• Goal of the exercise
Copy every one of the records below word for word, changing nothing.

• Available data

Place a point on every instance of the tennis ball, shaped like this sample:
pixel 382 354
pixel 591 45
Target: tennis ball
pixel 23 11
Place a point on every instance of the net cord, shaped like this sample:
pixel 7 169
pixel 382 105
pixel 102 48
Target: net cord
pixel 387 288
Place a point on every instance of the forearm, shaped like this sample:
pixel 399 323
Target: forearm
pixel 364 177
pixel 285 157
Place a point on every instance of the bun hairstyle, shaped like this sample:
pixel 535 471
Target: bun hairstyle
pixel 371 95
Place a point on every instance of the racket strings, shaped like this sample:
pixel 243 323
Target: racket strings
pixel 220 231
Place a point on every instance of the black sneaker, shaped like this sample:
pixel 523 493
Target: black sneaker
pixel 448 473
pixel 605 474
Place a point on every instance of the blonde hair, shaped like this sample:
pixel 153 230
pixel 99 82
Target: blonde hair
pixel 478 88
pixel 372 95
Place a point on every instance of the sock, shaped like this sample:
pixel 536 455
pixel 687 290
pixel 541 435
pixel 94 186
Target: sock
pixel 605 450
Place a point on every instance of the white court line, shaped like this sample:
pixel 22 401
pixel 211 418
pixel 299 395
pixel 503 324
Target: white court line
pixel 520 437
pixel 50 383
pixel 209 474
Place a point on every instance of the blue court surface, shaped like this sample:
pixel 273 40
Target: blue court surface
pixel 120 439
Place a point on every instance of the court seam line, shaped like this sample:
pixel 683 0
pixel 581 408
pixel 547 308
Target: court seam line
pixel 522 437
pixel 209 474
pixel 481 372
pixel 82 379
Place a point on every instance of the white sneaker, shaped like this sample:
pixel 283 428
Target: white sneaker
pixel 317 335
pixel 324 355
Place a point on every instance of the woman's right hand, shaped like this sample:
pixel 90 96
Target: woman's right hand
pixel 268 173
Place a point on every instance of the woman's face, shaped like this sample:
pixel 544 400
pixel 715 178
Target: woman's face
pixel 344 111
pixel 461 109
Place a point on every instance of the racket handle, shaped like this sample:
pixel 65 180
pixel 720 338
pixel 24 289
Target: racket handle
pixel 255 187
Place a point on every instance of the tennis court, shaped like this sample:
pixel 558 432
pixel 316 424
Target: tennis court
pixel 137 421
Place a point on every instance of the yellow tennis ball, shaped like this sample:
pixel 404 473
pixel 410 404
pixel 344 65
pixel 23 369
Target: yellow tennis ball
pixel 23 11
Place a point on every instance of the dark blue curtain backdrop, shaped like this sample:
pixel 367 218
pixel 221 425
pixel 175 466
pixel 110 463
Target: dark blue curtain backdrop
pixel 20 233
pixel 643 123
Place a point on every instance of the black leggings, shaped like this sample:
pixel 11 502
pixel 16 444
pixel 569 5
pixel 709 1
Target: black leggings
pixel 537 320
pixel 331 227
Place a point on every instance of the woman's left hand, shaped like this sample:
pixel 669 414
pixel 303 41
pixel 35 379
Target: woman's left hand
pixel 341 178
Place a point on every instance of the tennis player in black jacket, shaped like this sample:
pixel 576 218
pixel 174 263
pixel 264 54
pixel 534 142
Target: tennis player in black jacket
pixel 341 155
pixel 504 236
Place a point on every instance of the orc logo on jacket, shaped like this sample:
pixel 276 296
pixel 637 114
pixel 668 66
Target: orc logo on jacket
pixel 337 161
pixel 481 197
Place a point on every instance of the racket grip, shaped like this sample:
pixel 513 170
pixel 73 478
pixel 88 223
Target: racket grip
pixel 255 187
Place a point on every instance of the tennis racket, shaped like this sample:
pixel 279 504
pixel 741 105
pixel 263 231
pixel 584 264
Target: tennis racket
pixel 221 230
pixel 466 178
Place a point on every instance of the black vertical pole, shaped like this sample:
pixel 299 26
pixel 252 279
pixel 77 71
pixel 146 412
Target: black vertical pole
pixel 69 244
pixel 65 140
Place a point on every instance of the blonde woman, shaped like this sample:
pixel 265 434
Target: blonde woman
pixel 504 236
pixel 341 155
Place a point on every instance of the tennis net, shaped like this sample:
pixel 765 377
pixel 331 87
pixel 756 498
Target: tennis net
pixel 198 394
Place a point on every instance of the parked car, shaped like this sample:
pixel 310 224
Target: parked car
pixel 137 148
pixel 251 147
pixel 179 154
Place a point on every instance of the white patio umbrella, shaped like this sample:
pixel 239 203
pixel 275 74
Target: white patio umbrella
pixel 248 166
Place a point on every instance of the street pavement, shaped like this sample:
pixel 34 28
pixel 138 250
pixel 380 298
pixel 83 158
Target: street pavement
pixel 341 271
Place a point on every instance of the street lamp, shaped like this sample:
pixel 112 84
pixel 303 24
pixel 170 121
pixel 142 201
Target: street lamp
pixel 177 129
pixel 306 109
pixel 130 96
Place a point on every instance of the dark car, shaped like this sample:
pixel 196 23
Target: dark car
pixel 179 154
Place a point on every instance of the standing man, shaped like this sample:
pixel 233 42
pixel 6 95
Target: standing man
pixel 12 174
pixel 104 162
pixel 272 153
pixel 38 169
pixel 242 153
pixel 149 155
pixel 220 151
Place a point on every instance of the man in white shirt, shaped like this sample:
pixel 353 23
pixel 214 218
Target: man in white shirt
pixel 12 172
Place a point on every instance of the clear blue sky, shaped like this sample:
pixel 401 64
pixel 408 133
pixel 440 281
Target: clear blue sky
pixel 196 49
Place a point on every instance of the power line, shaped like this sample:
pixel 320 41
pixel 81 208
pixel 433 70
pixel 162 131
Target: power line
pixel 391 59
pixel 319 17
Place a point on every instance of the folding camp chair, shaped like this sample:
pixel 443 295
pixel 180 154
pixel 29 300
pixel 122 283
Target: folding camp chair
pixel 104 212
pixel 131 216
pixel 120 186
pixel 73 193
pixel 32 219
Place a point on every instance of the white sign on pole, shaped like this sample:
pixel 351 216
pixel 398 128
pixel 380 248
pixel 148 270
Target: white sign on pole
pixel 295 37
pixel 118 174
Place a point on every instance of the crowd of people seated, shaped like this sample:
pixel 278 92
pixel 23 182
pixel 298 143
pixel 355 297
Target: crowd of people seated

• Correct output
Place a point on every instance of the tennis ball, shaped like this sample:
pixel 382 354
pixel 591 45
Target: tennis ball
pixel 23 11
Place a point on every instance of the net cord, shaped like this sample:
pixel 7 169
pixel 382 105
pixel 102 48
Target: net cord
pixel 387 288
Place a point on every instance of the forearm, shaped like this sample:
pixel 399 323
Target: forearm
pixel 364 177
pixel 285 157
Place a point on every instance of the bun hairstyle, shaped like this sample:
pixel 535 471
Target: bun hairstyle
pixel 371 95
Place a point on every instance of the racket strings, shaped like this sample:
pixel 243 323
Target: racket strings
pixel 220 231
Place a point on every instance of the black sneaker, shaped like this sample:
pixel 523 493
Target: black sneaker
pixel 448 473
pixel 605 474
Place a point on every instance of the blonde hair, shaped like this sample:
pixel 153 230
pixel 99 82
Target: blonde hair
pixel 478 88
pixel 372 95
Place a point on every instance of the sock, shaped like this sample:
pixel 536 455
pixel 687 290
pixel 541 435
pixel 94 186
Target: sock
pixel 605 450
Place a point on every instance of the white court line, shaped like this sample:
pixel 22 401
pixel 211 418
pixel 299 395
pixel 503 324
Target: white court line
pixel 520 437
pixel 50 383
pixel 209 474
Place a point on every instance of the blue court surface, shaped like this sample:
pixel 273 40
Target: blue court surface
pixel 120 439
Place a point on every instance of the court seam line, shaped like this sample:
pixel 683 0
pixel 581 408
pixel 547 308
Target: court seam line
pixel 522 437
pixel 209 474
pixel 481 372
pixel 82 379
Place a point on every instance of the white sneaker, shaped like this sample:
pixel 283 428
Target: white sneaker
pixel 317 335
pixel 324 355
Place a point on every instance of the woman's right hand, shaped like this sample:
pixel 90 96
Target: woman's right hand
pixel 268 173
Place a point on every instance of the woman's face, shaped like this sample:
pixel 544 400
pixel 715 178
Target: woman's face
pixel 344 111
pixel 461 109
Place a point on every instance of the racket handle, shaped like this sample:
pixel 65 180
pixel 720 338
pixel 24 289
Target: racket handle
pixel 255 187
Place a point on every instance of the tennis court, shaped like this sample:
pixel 558 432
pixel 316 424
Target: tennis court
pixel 137 421
Place a point on every instance of the yellow tennis ball, shaped like this sample:
pixel 404 473
pixel 410 404
pixel 344 65
pixel 23 369
Target: yellow tennis ball
pixel 23 11
Place a point on every instance of the dark blue curtain backdrop, shaped like this sample:
pixel 367 218
pixel 221 425
pixel 175 466
pixel 110 463
Target: dark blue curtain backdrop
pixel 20 233
pixel 643 123
Place a point on every instance of the black leggings, shaped like this sample:
pixel 11 502
pixel 16 444
pixel 569 5
pixel 709 1
Target: black leggings
pixel 537 320
pixel 331 227
Place a point on every instance of the woman's left hand, shaped like this sample:
pixel 669 414
pixel 303 41
pixel 35 379
Target: woman's left hand
pixel 341 178
Place a point on every instance of the tennis player in black jacket, shaped like this sample:
pixel 576 218
pixel 174 263
pixel 264 54
pixel 534 142
Target: tennis player in black jacket
pixel 341 155
pixel 504 236
Place a point on every instance of the orc logo on jacket, shaped like this sample:
pixel 276 296
pixel 637 114
pixel 668 66
Target: orc logo on jacket
pixel 337 161
pixel 481 197
Place a point on every instance of the racket grip, shaped like this sample:
pixel 513 170
pixel 73 478
pixel 88 223
Target: racket grip
pixel 255 187
Place a point on every instance of the tennis racket, shaped like this sample:
pixel 279 504
pixel 741 105
pixel 263 231
pixel 584 264
Target: tennis racket
pixel 221 230
pixel 466 178
Place a point on every instance of the black vertical pole, shaped like this sample:
pixel 299 26
pixel 252 279
pixel 77 71
pixel 146 412
Target: black vertical pole
pixel 69 244
pixel 65 140
Place a point on every instance of the blonde woman, shaped like this sample:
pixel 265 434
Target: blonde woman
pixel 504 236
pixel 341 155
Place a point on every instance of the tennis net, shaped like this sample:
pixel 765 377
pixel 331 87
pixel 756 498
Target: tennis net
pixel 198 394
Place a point on every instance of the parked car, shaped like this sample:
pixel 310 224
Target: parked car
pixel 137 148
pixel 251 147
pixel 179 154
Place a point on every instance of the white patio umbrella, shaped like this sample:
pixel 239 203
pixel 275 74
Target: white patio umbrella
pixel 248 166
Place a point on every instance of the street pavement, shaped like this sample:
pixel 34 28
pixel 138 250
pixel 380 298
pixel 83 158
Target: street pavement
pixel 341 271
Place a point on every instance of the street lamp, shaped like this sample:
pixel 112 84
pixel 303 24
pixel 170 121
pixel 142 201
Target: street lamp
pixel 177 129
pixel 306 109
pixel 130 96
Place a point on every instance of the dark car, shaped like this sample:
pixel 196 23
Target: dark car
pixel 179 154
Place a point on every instance of the standing man, shaped like this sample:
pixel 233 42
pixel 6 95
Target: standing man
pixel 12 174
pixel 104 162
pixel 272 153
pixel 38 169
pixel 242 153
pixel 149 155
pixel 220 151
Place a point on every instance of the man in white shirt, shaped like this sample:
pixel 353 23
pixel 214 218
Target: man in white shirt
pixel 12 172
Place a point on every instance of the clear blue sky, shaped like this sample:
pixel 401 64
pixel 408 133
pixel 440 281
Target: clear blue sky
pixel 196 49
Place a point on every instance of the power line, shaped like this sample:
pixel 320 41
pixel 81 208
pixel 433 70
pixel 162 131
Target: power line
pixel 391 59
pixel 319 17
Place a point on every instance of the folding camp chair, shaped like this sample:
pixel 443 295
pixel 180 154
pixel 29 300
pixel 122 283
Target: folding camp chair
pixel 104 212
pixel 131 216
pixel 120 186
pixel 73 193
pixel 32 219
Place a point on every instance of the white sign on pole, shaped like this sample:
pixel 351 216
pixel 398 128
pixel 380 248
pixel 148 270
Target: white sign on pole
pixel 295 37
pixel 118 174
Place a point on every instance of the crowd of people seated, shaped like this sample:
pixel 278 92
pixel 23 182
pixel 298 143
pixel 355 297
Target: crowd of people seated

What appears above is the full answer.